▶ _GIVEN EXERCISE_:
Repeat word for word the lines of the listing below, starting at the line that contains "For each instance of the red" and ending at the line that contains "pixel 391 361", with both of those lines included.
[Begin INPUT RECORDS]
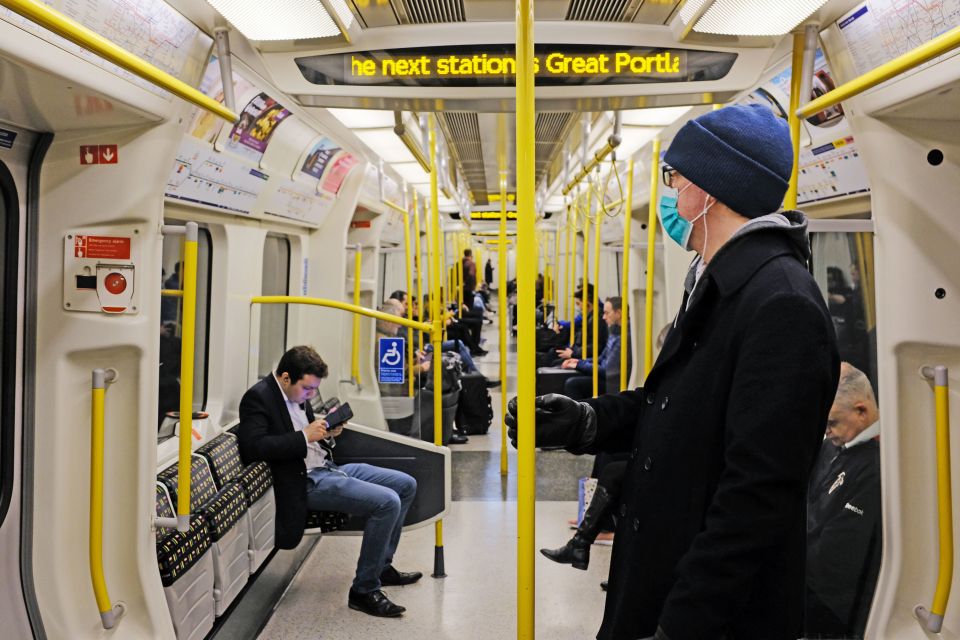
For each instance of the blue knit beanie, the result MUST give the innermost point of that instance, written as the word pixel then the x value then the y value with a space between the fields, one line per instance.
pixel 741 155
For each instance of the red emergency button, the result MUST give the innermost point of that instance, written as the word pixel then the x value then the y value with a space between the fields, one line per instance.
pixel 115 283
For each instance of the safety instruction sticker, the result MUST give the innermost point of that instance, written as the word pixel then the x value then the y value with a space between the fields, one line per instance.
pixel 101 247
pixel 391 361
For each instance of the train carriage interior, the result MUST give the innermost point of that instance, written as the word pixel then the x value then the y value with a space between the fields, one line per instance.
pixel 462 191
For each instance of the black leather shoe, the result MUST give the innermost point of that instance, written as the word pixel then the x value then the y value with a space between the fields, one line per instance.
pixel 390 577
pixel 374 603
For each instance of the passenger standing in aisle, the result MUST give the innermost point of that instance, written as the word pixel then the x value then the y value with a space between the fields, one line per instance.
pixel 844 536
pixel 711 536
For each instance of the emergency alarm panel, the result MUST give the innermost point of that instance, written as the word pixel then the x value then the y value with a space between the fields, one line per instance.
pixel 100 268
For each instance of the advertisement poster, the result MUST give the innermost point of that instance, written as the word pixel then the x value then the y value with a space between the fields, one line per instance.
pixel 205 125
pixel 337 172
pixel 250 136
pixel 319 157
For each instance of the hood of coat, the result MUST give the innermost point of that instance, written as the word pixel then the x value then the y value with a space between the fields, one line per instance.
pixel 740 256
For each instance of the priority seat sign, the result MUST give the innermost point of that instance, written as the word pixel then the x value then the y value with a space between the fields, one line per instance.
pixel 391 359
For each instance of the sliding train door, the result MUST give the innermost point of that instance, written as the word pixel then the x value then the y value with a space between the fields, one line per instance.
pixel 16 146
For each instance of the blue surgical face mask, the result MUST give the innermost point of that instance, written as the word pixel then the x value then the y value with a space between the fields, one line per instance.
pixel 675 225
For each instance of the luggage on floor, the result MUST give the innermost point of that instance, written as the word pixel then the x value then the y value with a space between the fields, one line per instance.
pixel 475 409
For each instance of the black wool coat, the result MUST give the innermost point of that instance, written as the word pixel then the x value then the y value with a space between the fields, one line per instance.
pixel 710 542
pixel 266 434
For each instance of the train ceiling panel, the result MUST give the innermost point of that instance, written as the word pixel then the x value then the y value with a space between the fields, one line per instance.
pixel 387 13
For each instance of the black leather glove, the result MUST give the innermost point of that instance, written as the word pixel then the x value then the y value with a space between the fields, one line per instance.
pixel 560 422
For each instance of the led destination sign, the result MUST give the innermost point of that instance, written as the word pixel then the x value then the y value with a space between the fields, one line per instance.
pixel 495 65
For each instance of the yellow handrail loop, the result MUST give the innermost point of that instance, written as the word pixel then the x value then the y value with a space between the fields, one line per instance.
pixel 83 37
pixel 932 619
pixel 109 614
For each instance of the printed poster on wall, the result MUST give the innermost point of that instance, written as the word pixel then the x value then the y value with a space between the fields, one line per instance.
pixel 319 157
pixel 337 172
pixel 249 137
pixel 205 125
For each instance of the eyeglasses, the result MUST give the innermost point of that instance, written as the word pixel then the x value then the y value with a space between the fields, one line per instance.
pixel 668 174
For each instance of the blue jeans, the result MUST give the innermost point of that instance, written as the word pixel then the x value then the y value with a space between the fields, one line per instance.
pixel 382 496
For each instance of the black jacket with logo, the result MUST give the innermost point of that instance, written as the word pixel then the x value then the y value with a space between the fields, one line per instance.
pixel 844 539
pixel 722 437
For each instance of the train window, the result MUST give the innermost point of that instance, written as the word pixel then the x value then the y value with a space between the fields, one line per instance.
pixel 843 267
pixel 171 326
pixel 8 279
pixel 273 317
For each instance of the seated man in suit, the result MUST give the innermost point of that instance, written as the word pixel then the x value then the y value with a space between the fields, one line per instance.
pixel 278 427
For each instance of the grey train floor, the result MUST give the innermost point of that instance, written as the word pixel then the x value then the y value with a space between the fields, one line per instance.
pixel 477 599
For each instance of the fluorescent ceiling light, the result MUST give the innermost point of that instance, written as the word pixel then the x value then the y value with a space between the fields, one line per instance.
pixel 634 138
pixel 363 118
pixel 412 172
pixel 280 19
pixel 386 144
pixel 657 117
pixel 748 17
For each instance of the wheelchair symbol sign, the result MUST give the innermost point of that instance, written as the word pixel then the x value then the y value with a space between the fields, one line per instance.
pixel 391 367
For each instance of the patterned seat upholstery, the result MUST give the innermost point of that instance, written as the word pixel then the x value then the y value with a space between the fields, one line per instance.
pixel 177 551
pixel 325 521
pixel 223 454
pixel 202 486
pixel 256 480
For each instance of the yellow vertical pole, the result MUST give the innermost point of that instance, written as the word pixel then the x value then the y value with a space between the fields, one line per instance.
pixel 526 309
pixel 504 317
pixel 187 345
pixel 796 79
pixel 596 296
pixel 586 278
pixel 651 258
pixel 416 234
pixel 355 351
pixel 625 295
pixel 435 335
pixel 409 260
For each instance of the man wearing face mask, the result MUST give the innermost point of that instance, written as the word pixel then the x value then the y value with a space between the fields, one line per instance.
[End INPUT RECORDS]
▶ _TASK OUTPUT_:
For each instance of the red emergency button, the result MUST give the innermost point of that instance, written as the word pixel then the x value then the y value with a space between the fields, one line per instance.
pixel 115 283
For each instance of the safety instruction sticker, the result MUST give the innermost point of that instance, written as the word pixel then the x value then the y value with a space between the fields, one line per instance.
pixel 101 247
pixel 391 361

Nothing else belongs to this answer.